##### Extracto del documento #####

Al final de las vacaciones de verano de 2008, Himura me terminó. Pasé los siguientes meses llorando desconsolada, rogándole que me diera una explicación y que no me dejara sola porque no tenía con quién más hablar. Creo que esencialmente él se había cansado de fingir que teníamos cosas en común cuando en realidad no podíamos ser más distintos. Digo “fingir” porque a todas estas yo nunca llegué a conocerlo realmente. Era un espejo fiel de mis gustos y actitudes y luego, de repente, ya no lo fue más.

Diez años después pienso en cómo en ese entonces yo estaba convencida de que nunca llegaría a estar con nadie más porque quién rayos querría aguantarse a alguien tan raro como yo. Lo que yo no sabía era que, a principios del mes de la ruptura, nos habíamos reunido para desayunar con dos personajes que resultarían queriendo aguantarse a alguien tan raro como yo en el futuro. Tomé una foto de ellos ese día. De derecha a izquierda: Himura (quien me había dicho semanas atrás —en mi cumpleaños— que no quería seguir conmigo pero yo le había respondido que ese no era el momento para esas cosas), Ovidio (quien me enviaría un libro con una dedicatoria bonita al año siguiente, lo cual desembocaría en un cuento de verano en Medellín) y Cavorite (quien me pediría tips para un viaje a Japón después de mis vacaciones con Ovidio y con quien terminaría casándome varios años después).

La vida es bien chistosa. Uno ahí llorando por haberse quedado solo, hundido en el final amargo de una larga historia de amor, y resulta que en realidad una historia de amor muchísimo más larga acababa de empezar.

2011

Nara – Osaka – Tokio – Bangkok – Saipán – Nagasaki – Kobe – Kioto – Tsukuba – Bogotá – La Dorada – Buenos Aires – Nueva York – Bogotá – Buenos Aires – Valparaíso – Viña del Mar – Santiago – Lima – Bogotá.

##### Datos registrados #####

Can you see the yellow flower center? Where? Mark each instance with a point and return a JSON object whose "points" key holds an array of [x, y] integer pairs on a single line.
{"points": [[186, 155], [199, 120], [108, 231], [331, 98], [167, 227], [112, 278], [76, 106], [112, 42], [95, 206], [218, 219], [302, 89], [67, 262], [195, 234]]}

#####

Ejercicio breve: Prosigue el relato sobre la ruptura con Himura a partir de su última línea, la lista de ciudades que aparece bajo «2011».

Resultado final:
En general no fue un año muy feliz que digamos. Ahora me falta un abuelo, y encima se me acabó Japón y no me pude despedir. Pero bueno, también tuvo sus partes rescatables. Me gradué —sin ceremonia pero con hakama—, viajé, viajé, viajé, viajé y viajé, lloré con Madama Butterfly —y su tierra me acogió en el peor momento de mis cinco años de vida nipona—, hice realidad mi sueño adolescente de conocer una isla casi inalcanzable (¡donde los niños tocan ukulele en el colegio!), tuve encuentros bonitos y pasé una temporada más o menos larga conociendo Chapinero con Cavorite. Ahí hay buenos recuerdos para compensar, al menos, aunque la tristeza no halla una manera de desaparecer del todo. Ahora no veo nada en el futuro, entonces qué más da que llegue el año nuevo.

2009

El año que empezó emprendiendo la retirada de Vietnam se acaba soleado y sosegado en mi apartamento. Tiene pinta de haber sido el año más emocionante de mi vida hasta ahora. Creo que es porque ha sido el año en que finalmente he abierto los ojos para reconocerme completa, viva, corpórea.

Pasaron tantas cosas, tantos lugares, tantas personas. Sonreí y quise y reviré y dije adiós. Desperté. Me liberé de las cadenas que me tenían dando vueltas en la cama, obsesionada hasta la furia con un rompecabezas de más de dos mil piezas de un cuadro de Mucha. Podé las partes de mi vida que me molestaban, saboreé el silencio y por primera vez no me supo amargo.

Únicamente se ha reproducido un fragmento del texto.